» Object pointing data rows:
★ ★ ★ ★ ★

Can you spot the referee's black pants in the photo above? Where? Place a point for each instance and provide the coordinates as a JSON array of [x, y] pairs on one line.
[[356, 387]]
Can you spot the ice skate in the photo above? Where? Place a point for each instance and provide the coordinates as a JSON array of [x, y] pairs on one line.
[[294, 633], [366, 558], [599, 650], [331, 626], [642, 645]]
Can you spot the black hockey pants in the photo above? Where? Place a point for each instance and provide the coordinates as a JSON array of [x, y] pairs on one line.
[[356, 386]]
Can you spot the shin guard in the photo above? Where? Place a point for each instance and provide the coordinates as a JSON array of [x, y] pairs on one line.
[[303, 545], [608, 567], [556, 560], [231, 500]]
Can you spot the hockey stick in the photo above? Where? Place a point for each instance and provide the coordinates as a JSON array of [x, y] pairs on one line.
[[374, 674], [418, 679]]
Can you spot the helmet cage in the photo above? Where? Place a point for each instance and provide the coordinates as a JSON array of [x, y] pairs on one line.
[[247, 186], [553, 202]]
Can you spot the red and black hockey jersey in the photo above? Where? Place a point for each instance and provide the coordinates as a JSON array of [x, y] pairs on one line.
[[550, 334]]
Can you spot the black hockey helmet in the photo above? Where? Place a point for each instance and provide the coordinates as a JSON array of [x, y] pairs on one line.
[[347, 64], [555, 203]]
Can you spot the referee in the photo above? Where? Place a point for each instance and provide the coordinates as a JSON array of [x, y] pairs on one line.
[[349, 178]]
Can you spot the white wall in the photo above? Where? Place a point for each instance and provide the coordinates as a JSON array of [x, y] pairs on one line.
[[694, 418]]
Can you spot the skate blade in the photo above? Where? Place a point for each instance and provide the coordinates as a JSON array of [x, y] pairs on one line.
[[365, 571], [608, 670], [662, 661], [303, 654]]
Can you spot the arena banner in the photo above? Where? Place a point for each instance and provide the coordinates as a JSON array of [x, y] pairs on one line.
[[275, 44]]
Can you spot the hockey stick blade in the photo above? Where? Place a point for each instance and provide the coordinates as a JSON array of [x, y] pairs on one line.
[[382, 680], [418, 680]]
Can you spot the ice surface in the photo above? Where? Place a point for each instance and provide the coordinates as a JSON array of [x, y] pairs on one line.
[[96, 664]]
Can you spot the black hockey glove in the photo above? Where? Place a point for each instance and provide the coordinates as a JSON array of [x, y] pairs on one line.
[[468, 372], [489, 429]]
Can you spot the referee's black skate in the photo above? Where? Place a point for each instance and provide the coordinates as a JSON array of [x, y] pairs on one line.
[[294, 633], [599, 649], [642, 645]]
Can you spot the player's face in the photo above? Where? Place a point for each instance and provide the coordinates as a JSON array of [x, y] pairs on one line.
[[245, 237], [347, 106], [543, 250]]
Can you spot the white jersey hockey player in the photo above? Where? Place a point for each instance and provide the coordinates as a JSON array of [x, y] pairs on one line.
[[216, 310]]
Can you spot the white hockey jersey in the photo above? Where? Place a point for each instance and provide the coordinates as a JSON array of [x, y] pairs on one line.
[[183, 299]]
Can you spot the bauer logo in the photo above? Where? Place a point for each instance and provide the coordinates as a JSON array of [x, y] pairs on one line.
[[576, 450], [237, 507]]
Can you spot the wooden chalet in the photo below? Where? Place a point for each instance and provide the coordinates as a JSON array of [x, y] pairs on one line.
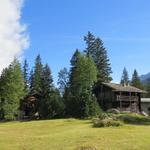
[[123, 98]]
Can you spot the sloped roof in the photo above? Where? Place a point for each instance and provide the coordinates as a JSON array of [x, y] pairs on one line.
[[121, 88]]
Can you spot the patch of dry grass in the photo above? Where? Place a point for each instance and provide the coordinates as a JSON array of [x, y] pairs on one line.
[[70, 134]]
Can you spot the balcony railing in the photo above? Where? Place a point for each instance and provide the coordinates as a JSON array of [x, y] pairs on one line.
[[127, 98]]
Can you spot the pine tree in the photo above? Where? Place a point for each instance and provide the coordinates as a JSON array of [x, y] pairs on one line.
[[36, 85], [12, 90], [95, 49], [47, 87], [125, 77], [63, 78], [83, 74], [37, 77], [136, 80], [90, 42], [26, 77]]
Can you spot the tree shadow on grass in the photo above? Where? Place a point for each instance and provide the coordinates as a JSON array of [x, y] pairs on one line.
[[134, 119]]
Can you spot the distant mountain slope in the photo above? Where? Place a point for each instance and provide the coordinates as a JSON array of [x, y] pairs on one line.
[[145, 77]]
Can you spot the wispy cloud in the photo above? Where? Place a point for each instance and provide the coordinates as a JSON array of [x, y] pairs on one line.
[[129, 39], [13, 37]]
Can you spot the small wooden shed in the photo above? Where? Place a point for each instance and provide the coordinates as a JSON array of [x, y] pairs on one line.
[[123, 98]]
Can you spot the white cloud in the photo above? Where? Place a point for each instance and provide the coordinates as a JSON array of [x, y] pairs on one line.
[[13, 37]]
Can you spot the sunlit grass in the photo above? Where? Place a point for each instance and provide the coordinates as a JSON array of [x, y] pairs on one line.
[[70, 134]]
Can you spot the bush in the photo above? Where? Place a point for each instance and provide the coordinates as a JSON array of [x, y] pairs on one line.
[[87, 147], [107, 122], [133, 118], [113, 110]]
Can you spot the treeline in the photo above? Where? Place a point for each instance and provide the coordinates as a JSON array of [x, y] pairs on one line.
[[31, 94], [135, 81]]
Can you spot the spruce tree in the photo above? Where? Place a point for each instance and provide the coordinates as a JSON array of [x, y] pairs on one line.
[[125, 78], [95, 49], [12, 90], [136, 80], [37, 77], [46, 88], [63, 78]]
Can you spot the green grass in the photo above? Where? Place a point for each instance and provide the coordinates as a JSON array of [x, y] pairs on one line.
[[70, 134]]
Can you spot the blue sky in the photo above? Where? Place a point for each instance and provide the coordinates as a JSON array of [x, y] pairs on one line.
[[56, 28]]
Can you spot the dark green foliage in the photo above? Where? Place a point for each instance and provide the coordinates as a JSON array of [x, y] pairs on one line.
[[125, 78], [56, 105], [95, 49], [83, 73], [36, 77], [26, 77], [136, 80], [11, 90], [63, 78], [108, 122], [133, 118], [147, 88]]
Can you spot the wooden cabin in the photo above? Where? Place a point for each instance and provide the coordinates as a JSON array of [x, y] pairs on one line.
[[123, 98]]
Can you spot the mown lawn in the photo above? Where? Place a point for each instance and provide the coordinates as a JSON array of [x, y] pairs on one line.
[[69, 134]]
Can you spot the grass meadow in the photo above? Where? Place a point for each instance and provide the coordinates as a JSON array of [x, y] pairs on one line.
[[72, 134]]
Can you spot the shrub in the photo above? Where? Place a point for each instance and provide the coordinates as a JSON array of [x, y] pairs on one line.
[[87, 147], [132, 118], [107, 122]]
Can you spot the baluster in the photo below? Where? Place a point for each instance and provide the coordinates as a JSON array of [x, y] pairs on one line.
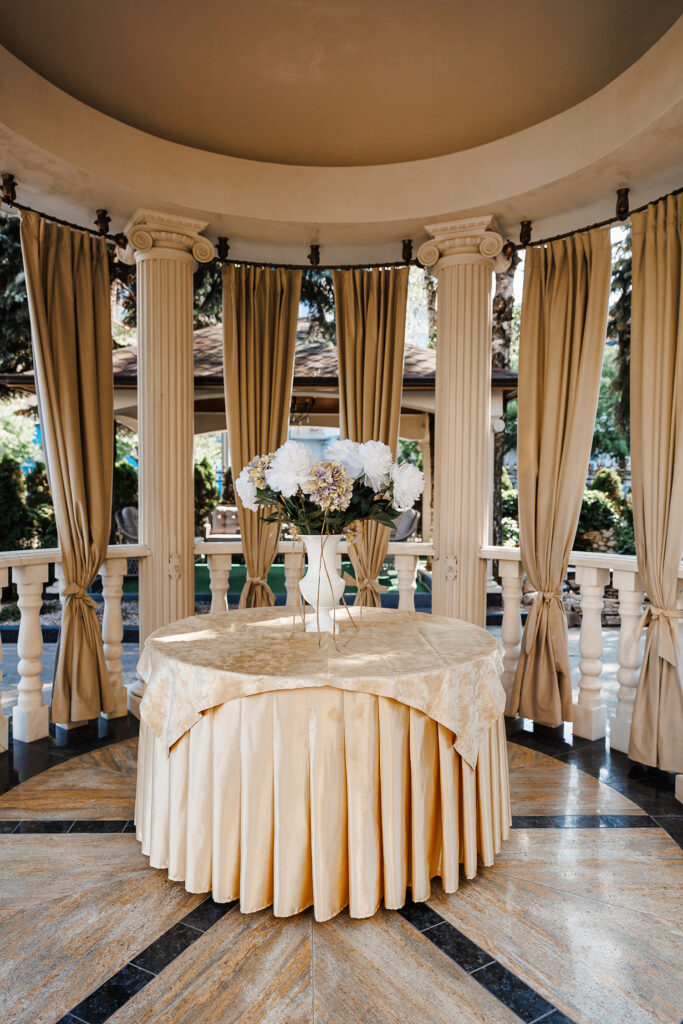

★ ★ ★ ★ ★

Pull out every line in the records above that contains the string "player", and copy each one in full.

Can you spot the player's face in the photo above? Where? Place a point for each instance and provide the coordinates as a JSON array of [x, y] pairs on one line.
Can you spot the white jersey hockey player in the photo above? Where? Place a point for each instance and provide the coordinates as a JSON array of [x, y] pairs on one line.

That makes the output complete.